Puoi riscrivere tutte le righe dei record qui sotto sotto forma di elenco numerato, omettendo quelle vuote?

[Dati raccolti]
= = = = =

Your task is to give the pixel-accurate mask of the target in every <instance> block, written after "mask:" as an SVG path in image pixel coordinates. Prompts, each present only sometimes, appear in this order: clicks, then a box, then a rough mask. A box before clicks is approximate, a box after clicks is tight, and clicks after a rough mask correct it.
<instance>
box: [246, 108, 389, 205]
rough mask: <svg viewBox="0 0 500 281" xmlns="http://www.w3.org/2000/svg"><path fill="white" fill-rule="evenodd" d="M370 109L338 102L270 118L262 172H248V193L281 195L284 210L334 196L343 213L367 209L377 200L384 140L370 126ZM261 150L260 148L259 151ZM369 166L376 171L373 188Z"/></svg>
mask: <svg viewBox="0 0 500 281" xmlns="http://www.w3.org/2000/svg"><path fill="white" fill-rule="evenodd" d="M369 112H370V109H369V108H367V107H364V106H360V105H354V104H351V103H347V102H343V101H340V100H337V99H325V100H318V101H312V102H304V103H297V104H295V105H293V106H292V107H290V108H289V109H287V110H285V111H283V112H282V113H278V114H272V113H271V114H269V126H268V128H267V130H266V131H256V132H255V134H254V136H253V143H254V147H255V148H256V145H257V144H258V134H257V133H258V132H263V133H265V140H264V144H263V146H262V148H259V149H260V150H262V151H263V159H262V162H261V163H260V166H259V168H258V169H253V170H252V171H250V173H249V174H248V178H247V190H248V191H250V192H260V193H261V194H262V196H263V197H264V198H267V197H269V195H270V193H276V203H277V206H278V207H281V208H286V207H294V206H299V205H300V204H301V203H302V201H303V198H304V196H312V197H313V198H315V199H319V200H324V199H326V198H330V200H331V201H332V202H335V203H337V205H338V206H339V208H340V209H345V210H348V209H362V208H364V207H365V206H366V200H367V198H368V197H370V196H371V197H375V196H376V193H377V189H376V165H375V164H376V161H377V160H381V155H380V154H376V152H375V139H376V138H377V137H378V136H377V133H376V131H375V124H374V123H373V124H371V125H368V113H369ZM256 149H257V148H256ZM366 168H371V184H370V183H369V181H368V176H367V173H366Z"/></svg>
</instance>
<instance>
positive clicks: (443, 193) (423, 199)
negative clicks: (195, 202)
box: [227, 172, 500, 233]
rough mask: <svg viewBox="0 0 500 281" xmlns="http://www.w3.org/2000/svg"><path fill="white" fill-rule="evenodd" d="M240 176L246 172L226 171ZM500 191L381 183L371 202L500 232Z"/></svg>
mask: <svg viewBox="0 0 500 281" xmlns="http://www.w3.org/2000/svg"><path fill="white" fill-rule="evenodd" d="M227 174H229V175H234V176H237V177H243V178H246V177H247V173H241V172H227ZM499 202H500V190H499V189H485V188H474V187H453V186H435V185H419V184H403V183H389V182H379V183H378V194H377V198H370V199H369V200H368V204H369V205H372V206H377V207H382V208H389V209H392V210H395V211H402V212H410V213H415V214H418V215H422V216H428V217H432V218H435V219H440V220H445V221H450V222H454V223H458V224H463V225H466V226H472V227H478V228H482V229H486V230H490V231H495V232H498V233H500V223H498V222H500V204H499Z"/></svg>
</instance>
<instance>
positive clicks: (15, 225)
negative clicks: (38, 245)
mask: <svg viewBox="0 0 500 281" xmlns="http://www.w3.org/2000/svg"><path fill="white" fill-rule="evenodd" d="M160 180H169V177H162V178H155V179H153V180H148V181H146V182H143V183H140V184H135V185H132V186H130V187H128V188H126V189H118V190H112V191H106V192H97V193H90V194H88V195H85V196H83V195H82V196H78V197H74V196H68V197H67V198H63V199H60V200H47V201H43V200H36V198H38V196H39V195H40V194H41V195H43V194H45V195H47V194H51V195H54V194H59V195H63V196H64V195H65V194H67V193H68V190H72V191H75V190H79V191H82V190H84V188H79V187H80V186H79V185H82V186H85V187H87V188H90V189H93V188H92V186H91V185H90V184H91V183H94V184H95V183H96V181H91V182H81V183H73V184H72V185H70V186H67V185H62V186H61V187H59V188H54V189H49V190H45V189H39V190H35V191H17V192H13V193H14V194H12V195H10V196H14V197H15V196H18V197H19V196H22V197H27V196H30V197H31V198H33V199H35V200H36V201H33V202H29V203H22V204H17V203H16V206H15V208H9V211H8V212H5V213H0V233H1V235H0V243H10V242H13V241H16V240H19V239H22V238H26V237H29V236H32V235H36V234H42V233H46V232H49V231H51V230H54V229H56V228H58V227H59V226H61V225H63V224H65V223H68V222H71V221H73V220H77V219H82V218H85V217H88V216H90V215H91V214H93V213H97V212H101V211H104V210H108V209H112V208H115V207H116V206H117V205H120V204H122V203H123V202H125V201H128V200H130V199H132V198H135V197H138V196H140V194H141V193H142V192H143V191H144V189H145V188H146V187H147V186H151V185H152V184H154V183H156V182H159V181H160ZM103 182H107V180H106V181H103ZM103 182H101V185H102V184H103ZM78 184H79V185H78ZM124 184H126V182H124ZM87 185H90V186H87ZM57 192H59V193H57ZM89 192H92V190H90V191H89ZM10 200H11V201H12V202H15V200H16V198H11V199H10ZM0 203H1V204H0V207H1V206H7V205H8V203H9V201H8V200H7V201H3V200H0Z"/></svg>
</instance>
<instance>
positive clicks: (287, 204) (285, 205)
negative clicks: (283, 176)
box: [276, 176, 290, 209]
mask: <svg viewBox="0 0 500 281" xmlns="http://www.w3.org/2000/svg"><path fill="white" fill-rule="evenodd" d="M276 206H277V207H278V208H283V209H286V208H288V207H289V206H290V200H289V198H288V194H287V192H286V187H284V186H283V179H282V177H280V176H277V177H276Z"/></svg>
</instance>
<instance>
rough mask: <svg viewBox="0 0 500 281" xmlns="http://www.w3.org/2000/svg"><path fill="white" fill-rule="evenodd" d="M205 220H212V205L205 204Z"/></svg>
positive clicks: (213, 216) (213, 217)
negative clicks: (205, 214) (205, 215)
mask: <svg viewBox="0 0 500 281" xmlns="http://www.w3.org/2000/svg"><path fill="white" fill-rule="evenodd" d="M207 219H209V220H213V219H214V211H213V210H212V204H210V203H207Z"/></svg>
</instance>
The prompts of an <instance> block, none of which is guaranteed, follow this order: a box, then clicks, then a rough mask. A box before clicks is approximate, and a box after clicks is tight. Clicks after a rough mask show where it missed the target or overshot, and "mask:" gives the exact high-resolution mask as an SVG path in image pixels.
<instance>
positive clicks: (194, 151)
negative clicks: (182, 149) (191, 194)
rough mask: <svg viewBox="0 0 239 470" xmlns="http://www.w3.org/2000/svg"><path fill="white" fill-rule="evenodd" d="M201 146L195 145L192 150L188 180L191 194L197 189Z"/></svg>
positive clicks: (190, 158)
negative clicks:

= = = = =

## Risultato del compito
1. Your task is to give the pixel-accurate mask of the target in every <instance> block, written after "mask:" as an SVG path in image pixel coordinates. Prompts, each present only sometimes, appear in this order: clicks, then a box, then a rough mask. A box before clicks is approximate, a box after clicks is tight, and clicks after a rough mask correct it.
2. <instance>
3. box: [246, 108, 389, 205]
4. rough mask: <svg viewBox="0 0 500 281" xmlns="http://www.w3.org/2000/svg"><path fill="white" fill-rule="evenodd" d="M370 109L338 102L270 118L262 172H248V193L281 195L284 210L334 196L343 213L367 209L377 200L384 140L370 126ZM261 150L260 148L259 151ZM369 166L376 171L373 188Z"/></svg>
5. mask: <svg viewBox="0 0 500 281" xmlns="http://www.w3.org/2000/svg"><path fill="white" fill-rule="evenodd" d="M369 112H370V109H369V108H367V107H364V106H360V105H354V104H351V103H347V102H343V101H340V100H337V99H325V100H318V101H312V102H304V103H297V104H295V105H293V106H292V107H290V108H289V109H287V110H285V111H283V112H282V113H278V114H272V113H271V114H269V126H268V128H267V130H266V131H256V132H255V134H254V136H253V143H254V147H255V148H256V145H257V144H258V134H257V133H258V132H263V133H265V140H264V144H263V146H262V148H259V149H260V150H262V151H263V159H262V162H261V163H260V166H259V168H258V169H253V170H252V171H250V173H249V174H248V178H247V190H248V191H250V192H260V193H261V194H262V196H263V197H264V198H267V197H269V195H270V193H276V203H277V206H278V207H281V208H286V207H294V206H299V205H300V204H301V203H302V201H303V198H304V196H312V197H313V198H315V199H319V200H324V199H326V198H330V200H331V201H332V202H335V203H337V205H338V206H339V208H340V209H345V210H348V209H362V208H364V207H365V206H366V200H367V198H368V197H370V196H371V197H375V196H376V193H377V189H376V165H375V164H376V161H377V160H381V155H380V154H376V152H375V139H376V138H377V137H378V136H377V133H376V131H375V124H374V123H373V124H371V125H368V113H369ZM256 149H257V148H256ZM366 168H371V184H370V183H369V181H368V176H367V173H366Z"/></svg>
6. </instance>
7. <instance>
8. positive clicks: (443, 193) (423, 199)
9. negative clicks: (195, 202)
10. box: [227, 172, 500, 233]
11. rough mask: <svg viewBox="0 0 500 281" xmlns="http://www.w3.org/2000/svg"><path fill="white" fill-rule="evenodd" d="M240 176L246 172L226 171ZM500 191L381 183L371 202L500 232Z"/></svg>
12. mask: <svg viewBox="0 0 500 281" xmlns="http://www.w3.org/2000/svg"><path fill="white" fill-rule="evenodd" d="M227 174H229V175H234V176H237V177H243V178H246V177H247V173H241V172H227ZM499 202H500V190H499V189H485V188H474V187H453V186H435V185H419V184H403V183H389V182H379V183H378V194H377V198H370V199H369V200H368V204H369V205H372V206H377V207H382V208H389V209H392V210H395V211H402V212H410V213H415V214H418V215H422V216H428V217H432V218H435V219H440V220H445V221H450V222H454V223H458V224H463V225H466V226H472V227H478V228H482V229H486V230H490V231H495V232H498V233H500V223H498V222H500V204H499Z"/></svg>
13. </instance>
14. <instance>
15. positive clicks: (15, 225)
16. negative clicks: (38, 245)
17. mask: <svg viewBox="0 0 500 281" xmlns="http://www.w3.org/2000/svg"><path fill="white" fill-rule="evenodd" d="M160 180H169V177H162V178H155V179H153V180H148V181H146V182H143V183H140V184H135V185H132V186H130V187H128V188H126V189H118V190H112V191H106V192H97V193H90V194H88V195H85V196H83V195H82V196H78V197H74V196H68V197H67V198H63V199H60V200H47V201H43V200H36V198H38V196H39V195H40V194H41V195H43V194H45V195H47V194H51V195H54V194H59V195H63V196H64V195H65V194H67V193H68V190H72V191H75V190H79V191H82V190H84V188H79V187H80V186H79V185H82V186H85V187H87V188H90V189H93V188H92V186H91V185H90V184H91V183H94V184H95V183H96V181H91V182H81V183H73V184H72V185H70V186H67V185H62V186H61V187H59V188H54V189H49V190H45V189H39V190H35V191H17V192H13V193H14V194H12V195H10V196H14V197H15V196H18V197H19V196H22V197H27V196H30V197H31V198H33V199H35V200H36V201H33V202H29V203H22V204H17V203H16V206H15V208H9V211H8V212H5V213H0V233H1V235H0V243H10V242H13V241H16V240H19V239H22V238H26V237H29V236H32V235H36V234H42V233H46V232H49V231H51V230H54V229H56V228H58V227H59V226H61V225H63V224H65V223H68V222H71V221H73V220H77V219H82V218H85V217H88V216H90V215H91V214H93V213H97V212H101V211H104V210H108V209H112V208H115V207H116V206H117V205H120V204H122V203H123V202H125V201H128V200H130V199H132V198H135V197H138V196H140V194H141V193H142V192H143V191H144V189H145V188H146V187H147V186H151V185H152V184H154V183H156V182H159V181H160ZM103 182H107V180H106V181H103ZM103 182H101V185H102V184H103ZM78 184H79V185H78ZM124 184H126V182H124ZM87 185H90V186H87ZM57 192H59V193H57ZM89 192H92V190H90V191H89ZM10 200H11V201H12V202H15V200H16V198H11V199H10ZM0 203H1V204H0V207H1V206H7V205H8V203H9V201H8V200H7V201H3V200H0Z"/></svg>
18. </instance>
19. <instance>
20. positive clicks: (287, 204) (285, 205)
21. negative clicks: (283, 176)
22. box: [276, 176, 290, 209]
23. mask: <svg viewBox="0 0 500 281" xmlns="http://www.w3.org/2000/svg"><path fill="white" fill-rule="evenodd" d="M276 206H277V207H278V208H283V209H286V208H288V207H289V206H290V200H289V198H288V194H287V192H286V187H284V186H283V179H282V177H280V176H277V177H276Z"/></svg>
24. </instance>
25. <instance>
26. rough mask: <svg viewBox="0 0 500 281" xmlns="http://www.w3.org/2000/svg"><path fill="white" fill-rule="evenodd" d="M205 220H212V205L205 204Z"/></svg>
27. positive clicks: (213, 216) (213, 217)
28. negative clicks: (205, 214) (205, 215)
29. mask: <svg viewBox="0 0 500 281" xmlns="http://www.w3.org/2000/svg"><path fill="white" fill-rule="evenodd" d="M207 219H209V220H213V219H214V211H213V210H212V204H210V203H207Z"/></svg>
30. </instance>
31. The prompts of an <instance> block, none of which is guaranteed, follow this order: a box, then clicks, then a rough mask. A box before clicks is approximate, and a box after clicks is tight. Clicks after a rough mask show where it missed the target or overshot, and "mask:" gives the exact high-resolution mask as an SVG path in image pixels.
32. <instance>
33. positive clicks: (194, 151)
34. negative clicks: (182, 149) (191, 194)
35. rough mask: <svg viewBox="0 0 239 470" xmlns="http://www.w3.org/2000/svg"><path fill="white" fill-rule="evenodd" d="M201 146L195 145L192 150L188 180L191 194L197 189Z"/></svg>
36. positive clicks: (190, 158)
37. negative clicks:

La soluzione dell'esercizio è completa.